Activity: Transcribe the data below verbatim from the line with "Place a point on every instance of the wooden plank" to the line with "pixel 1189 40". Include both of those lines.

Records excerpted from a collection:
....................
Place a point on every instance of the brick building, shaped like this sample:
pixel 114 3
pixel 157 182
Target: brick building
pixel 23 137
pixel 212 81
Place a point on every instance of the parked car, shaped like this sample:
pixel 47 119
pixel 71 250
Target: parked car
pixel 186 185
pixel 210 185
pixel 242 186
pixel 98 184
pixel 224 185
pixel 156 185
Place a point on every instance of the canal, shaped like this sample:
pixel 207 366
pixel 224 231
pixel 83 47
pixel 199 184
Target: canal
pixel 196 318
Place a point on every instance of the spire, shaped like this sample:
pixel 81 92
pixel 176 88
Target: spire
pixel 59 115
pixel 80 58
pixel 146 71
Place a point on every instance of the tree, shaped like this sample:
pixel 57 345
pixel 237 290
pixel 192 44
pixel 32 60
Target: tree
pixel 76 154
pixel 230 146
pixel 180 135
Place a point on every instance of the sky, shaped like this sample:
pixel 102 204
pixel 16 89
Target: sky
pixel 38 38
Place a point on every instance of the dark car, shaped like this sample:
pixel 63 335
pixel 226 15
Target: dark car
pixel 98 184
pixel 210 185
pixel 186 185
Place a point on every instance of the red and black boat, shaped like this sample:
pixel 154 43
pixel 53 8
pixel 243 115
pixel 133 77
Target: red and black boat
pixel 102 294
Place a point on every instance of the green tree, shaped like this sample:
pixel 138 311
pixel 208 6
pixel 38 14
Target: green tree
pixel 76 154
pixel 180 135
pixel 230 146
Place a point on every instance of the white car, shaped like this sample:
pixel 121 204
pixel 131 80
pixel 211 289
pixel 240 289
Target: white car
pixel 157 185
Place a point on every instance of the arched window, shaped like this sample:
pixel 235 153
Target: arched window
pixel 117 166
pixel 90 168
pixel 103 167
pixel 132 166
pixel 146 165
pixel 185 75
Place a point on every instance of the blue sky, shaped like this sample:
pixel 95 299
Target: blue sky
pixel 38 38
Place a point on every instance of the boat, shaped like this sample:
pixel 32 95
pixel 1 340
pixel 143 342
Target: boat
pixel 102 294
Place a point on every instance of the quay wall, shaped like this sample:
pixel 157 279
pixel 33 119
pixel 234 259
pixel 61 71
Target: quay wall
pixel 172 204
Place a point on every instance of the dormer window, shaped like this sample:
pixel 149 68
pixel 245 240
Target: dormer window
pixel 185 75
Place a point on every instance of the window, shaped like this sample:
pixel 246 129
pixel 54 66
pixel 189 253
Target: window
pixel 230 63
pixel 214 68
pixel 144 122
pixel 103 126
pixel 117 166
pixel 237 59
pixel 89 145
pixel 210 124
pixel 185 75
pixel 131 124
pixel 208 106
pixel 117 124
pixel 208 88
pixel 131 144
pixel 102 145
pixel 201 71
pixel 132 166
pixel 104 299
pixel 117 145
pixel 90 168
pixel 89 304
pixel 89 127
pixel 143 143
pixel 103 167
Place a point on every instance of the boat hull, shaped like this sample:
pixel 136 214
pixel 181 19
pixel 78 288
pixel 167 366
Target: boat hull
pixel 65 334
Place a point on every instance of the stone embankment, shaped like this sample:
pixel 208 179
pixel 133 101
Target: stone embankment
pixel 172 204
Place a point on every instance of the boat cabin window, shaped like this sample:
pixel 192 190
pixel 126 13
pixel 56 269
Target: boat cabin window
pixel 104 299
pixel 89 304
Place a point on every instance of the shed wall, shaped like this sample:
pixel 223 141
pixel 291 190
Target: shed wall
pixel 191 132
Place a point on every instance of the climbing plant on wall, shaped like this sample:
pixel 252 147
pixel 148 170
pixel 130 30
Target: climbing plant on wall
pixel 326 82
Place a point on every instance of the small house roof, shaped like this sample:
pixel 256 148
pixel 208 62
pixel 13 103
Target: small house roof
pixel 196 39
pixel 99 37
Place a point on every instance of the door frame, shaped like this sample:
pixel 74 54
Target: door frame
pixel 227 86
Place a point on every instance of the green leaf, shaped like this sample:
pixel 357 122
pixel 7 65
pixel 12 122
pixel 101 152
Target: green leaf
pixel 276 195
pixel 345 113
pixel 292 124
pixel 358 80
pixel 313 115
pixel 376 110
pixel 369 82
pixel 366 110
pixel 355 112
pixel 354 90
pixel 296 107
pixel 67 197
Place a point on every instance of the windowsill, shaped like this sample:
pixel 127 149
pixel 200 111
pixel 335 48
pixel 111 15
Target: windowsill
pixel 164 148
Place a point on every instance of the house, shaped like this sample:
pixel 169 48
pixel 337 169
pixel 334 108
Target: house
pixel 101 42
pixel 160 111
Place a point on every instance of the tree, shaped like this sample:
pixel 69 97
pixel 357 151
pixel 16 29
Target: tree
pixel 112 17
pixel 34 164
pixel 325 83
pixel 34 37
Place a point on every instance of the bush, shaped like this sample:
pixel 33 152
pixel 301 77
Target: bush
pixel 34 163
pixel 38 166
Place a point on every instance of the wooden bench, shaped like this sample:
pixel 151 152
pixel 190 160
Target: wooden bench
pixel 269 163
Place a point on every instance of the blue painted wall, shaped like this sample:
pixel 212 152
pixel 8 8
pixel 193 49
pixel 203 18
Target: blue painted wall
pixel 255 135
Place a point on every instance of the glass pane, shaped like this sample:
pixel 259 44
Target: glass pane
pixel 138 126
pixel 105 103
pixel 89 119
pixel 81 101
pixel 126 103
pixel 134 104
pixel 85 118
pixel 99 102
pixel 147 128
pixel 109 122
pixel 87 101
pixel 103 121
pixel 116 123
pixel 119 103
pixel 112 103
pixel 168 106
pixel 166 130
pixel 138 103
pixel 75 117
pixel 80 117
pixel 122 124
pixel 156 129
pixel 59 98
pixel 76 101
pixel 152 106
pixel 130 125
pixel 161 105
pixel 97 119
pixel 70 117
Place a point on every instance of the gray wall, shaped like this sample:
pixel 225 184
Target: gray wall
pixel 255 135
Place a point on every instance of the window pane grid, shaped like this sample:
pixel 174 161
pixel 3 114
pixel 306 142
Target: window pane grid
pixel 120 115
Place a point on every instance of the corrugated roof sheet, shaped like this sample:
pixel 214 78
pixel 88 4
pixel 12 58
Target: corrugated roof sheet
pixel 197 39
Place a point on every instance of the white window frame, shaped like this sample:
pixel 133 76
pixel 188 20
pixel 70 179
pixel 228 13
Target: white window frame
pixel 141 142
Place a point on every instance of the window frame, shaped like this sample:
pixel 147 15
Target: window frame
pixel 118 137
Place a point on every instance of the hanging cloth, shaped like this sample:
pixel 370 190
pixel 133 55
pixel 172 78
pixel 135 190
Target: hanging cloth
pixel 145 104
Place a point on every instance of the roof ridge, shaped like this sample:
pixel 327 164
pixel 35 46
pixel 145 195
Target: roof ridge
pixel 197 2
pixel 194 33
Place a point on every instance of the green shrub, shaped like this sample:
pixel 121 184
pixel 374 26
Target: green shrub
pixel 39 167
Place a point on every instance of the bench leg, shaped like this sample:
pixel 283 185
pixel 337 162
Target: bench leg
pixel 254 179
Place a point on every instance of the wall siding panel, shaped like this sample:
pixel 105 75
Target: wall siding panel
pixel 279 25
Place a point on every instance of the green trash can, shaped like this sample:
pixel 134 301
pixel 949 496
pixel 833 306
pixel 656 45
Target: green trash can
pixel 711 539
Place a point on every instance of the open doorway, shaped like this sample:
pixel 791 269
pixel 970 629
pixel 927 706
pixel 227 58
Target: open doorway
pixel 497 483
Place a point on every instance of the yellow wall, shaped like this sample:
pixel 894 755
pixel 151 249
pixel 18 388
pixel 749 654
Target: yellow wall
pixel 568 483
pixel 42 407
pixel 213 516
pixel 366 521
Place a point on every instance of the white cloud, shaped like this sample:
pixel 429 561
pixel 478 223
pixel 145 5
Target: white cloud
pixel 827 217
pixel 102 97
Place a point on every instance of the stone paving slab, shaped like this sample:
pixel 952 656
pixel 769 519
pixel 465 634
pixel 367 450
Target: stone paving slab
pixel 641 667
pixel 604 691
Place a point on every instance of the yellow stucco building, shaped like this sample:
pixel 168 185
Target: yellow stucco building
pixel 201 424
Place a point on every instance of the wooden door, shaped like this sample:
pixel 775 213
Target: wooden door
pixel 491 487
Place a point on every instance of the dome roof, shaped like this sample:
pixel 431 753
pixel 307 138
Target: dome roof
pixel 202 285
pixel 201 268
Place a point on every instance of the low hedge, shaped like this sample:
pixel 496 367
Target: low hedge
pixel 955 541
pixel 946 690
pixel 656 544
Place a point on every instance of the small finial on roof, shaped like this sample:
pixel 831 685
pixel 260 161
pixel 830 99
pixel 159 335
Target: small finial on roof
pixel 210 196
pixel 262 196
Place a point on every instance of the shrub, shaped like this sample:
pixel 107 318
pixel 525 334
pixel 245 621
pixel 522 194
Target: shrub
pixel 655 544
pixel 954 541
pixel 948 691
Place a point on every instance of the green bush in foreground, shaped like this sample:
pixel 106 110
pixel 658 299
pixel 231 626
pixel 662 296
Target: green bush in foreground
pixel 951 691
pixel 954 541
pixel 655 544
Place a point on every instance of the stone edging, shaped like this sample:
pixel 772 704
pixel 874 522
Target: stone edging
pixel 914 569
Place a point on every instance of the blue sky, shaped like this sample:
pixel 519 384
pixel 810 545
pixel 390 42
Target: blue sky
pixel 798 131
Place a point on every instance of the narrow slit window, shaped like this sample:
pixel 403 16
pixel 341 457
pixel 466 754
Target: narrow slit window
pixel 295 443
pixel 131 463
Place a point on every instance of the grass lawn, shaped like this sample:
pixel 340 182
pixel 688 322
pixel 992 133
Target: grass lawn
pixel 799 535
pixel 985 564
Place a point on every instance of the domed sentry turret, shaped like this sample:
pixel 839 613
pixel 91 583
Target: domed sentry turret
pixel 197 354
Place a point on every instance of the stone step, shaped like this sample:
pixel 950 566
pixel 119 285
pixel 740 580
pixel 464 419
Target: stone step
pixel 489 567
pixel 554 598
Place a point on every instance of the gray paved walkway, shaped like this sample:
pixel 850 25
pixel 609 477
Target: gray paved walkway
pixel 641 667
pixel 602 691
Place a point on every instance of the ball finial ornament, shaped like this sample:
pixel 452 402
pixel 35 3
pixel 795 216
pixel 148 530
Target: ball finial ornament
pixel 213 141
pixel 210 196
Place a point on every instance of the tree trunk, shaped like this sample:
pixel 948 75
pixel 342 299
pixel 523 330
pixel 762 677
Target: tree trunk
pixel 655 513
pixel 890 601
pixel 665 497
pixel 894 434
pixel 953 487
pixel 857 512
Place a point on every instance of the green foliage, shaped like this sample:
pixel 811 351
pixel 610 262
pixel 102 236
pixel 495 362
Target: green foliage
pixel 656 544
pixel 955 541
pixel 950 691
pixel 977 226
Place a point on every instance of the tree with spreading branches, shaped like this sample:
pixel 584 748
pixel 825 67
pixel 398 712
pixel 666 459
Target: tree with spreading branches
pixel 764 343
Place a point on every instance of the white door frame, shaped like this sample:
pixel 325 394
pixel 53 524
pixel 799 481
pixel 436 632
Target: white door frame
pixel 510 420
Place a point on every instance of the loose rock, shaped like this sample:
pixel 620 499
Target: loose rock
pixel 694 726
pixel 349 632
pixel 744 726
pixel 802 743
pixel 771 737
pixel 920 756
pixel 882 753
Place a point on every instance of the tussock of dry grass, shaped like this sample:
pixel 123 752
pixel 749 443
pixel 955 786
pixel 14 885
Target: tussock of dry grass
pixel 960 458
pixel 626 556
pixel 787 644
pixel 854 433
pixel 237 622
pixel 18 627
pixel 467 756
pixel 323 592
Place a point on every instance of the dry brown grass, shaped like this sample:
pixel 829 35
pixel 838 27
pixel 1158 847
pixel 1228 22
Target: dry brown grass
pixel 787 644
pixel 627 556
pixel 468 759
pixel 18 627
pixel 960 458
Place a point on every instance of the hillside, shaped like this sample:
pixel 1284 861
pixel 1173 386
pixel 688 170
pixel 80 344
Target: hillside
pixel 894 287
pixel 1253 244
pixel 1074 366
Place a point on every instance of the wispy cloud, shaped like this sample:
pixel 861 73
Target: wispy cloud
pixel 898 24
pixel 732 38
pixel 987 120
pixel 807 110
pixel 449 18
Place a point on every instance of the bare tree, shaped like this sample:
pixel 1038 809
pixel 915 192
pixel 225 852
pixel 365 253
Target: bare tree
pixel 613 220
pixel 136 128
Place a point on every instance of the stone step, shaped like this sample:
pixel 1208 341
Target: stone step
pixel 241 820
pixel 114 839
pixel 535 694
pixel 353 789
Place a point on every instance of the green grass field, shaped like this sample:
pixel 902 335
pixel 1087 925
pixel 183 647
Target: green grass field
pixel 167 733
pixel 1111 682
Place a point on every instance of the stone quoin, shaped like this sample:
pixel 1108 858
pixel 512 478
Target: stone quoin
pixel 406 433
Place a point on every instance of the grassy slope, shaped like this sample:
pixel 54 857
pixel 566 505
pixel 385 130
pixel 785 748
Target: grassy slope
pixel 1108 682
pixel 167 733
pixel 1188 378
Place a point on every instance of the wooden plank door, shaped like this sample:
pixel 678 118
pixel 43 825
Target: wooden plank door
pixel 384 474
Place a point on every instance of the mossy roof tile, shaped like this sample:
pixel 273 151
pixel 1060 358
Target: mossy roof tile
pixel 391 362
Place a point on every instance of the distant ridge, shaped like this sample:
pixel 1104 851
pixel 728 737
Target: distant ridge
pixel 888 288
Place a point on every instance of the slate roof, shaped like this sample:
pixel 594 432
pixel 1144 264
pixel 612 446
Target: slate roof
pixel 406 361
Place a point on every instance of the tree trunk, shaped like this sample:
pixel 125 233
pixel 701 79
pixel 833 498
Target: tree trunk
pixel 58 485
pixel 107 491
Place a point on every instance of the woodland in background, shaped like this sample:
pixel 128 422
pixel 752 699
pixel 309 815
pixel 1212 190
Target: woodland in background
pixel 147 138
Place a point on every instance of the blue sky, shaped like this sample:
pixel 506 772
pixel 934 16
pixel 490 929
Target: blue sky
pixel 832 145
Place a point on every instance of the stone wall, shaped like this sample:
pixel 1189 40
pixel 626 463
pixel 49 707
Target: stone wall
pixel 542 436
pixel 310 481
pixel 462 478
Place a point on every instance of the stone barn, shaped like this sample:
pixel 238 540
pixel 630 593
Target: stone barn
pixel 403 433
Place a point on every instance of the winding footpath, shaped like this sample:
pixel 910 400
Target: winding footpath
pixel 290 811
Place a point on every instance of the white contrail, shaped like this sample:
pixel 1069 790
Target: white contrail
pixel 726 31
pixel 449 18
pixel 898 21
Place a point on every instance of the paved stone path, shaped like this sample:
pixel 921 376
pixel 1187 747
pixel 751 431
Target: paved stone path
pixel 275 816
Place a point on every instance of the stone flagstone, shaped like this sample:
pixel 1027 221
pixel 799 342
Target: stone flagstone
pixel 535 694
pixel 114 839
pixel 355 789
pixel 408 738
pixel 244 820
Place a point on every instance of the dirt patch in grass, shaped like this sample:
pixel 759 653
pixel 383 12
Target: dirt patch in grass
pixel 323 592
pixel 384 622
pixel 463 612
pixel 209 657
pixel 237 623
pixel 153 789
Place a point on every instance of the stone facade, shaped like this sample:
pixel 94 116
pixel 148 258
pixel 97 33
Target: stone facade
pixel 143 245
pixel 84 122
....................
Result for this task:
Place a point on every instance of the wooden plank door, shaped like this sample:
pixel 678 118
pixel 43 825
Target: wooden plank door
pixel 384 474
Place a point on every instance of the mossy roof tile, shaped like this sample:
pixel 273 151
pixel 1060 358
Target: mossy roof tile
pixel 391 362
Place a point on every instance of the distant ridge, shaped like this sample:
pixel 1104 851
pixel 728 737
Target: distant ridge
pixel 888 288
Place a point on every instance of the slate roof, shaped like this sample:
pixel 594 432
pixel 1144 264
pixel 612 446
Target: slate roof
pixel 406 361
Place a point on every instance of the tree trunk, shaped like this sample:
pixel 125 233
pixel 701 79
pixel 833 498
Target: tree trunk
pixel 58 485
pixel 107 491
Place a point on every instance of the woodland in background, shaped like this sample:
pixel 128 422
pixel 752 699
pixel 309 815
pixel 1212 190
Target: woodland in background
pixel 147 138
Place a point on every instance of the blue sky, shaped like this sample:
pixel 506 772
pixel 934 16
pixel 490 929
Target: blue sky
pixel 832 145
Place a point on every instance of the stone wall, shaped like this sample:
pixel 1189 40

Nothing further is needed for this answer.